• The request:
Lines before the one containing "of the building" are left out; copy that line and every later line through the end of the data exactly.

• Record excerpts:
begin
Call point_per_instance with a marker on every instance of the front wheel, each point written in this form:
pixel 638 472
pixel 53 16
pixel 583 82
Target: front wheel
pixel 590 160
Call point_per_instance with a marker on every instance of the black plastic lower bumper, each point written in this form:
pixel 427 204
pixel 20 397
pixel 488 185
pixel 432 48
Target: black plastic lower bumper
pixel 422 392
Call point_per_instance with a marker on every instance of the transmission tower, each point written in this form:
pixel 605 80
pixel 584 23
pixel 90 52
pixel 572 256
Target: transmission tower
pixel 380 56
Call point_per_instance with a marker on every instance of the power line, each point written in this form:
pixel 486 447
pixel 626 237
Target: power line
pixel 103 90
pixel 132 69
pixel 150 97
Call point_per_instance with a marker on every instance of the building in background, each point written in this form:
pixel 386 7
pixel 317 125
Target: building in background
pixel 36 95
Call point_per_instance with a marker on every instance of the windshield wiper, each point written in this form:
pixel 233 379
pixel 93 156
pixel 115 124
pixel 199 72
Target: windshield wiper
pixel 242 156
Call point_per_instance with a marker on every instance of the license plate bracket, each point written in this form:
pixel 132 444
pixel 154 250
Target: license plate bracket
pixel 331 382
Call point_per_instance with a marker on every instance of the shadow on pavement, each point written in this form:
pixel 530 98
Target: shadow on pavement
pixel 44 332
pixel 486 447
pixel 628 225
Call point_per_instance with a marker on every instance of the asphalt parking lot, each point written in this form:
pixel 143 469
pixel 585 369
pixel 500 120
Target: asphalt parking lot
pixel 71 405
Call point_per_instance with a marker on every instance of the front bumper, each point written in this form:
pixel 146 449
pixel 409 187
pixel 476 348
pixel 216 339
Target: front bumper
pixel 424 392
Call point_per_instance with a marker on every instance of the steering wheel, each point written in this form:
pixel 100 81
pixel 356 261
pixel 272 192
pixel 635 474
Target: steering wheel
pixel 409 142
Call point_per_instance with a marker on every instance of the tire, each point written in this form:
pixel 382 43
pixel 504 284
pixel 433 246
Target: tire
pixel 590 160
end
• Finished answer:
Call point_per_instance with a marker on every instance of the building in background, each point written in this form:
pixel 386 7
pixel 317 125
Target: building in background
pixel 36 95
Call point_per_instance with a marker on every instance of the windshield wiper, each point written in this form:
pixel 233 379
pixel 93 156
pixel 115 124
pixel 199 72
Target: windshield wiper
pixel 242 156
Call point_per_instance with a marker on every instance of the license plate bracket, each point written in this form:
pixel 132 444
pixel 154 250
Target: license plate bracket
pixel 331 382
Call point_per_instance with a marker on every instance of the shadow on pavement, each point written in this form:
pixel 530 98
Target: shadow on pavement
pixel 44 332
pixel 486 447
pixel 628 225
Call point_per_instance with a marker on every instance of the asphalt parking lot, each point written in this form:
pixel 143 469
pixel 585 369
pixel 500 120
Target: asphalt parking lot
pixel 71 405
Call point_per_instance with a marker on every instance of the front bumper, each point written in this form:
pixel 146 449
pixel 409 187
pixel 476 348
pixel 216 339
Target: front bumper
pixel 424 392
Call point_per_instance with a marker on every instance of the steering wheel, each point written in this form:
pixel 100 81
pixel 356 261
pixel 272 192
pixel 635 474
Target: steering wheel
pixel 409 142
Call point_per_instance with a marker on every instance of the tire, each point written in this form:
pixel 382 43
pixel 504 284
pixel 433 246
Target: tire
pixel 590 160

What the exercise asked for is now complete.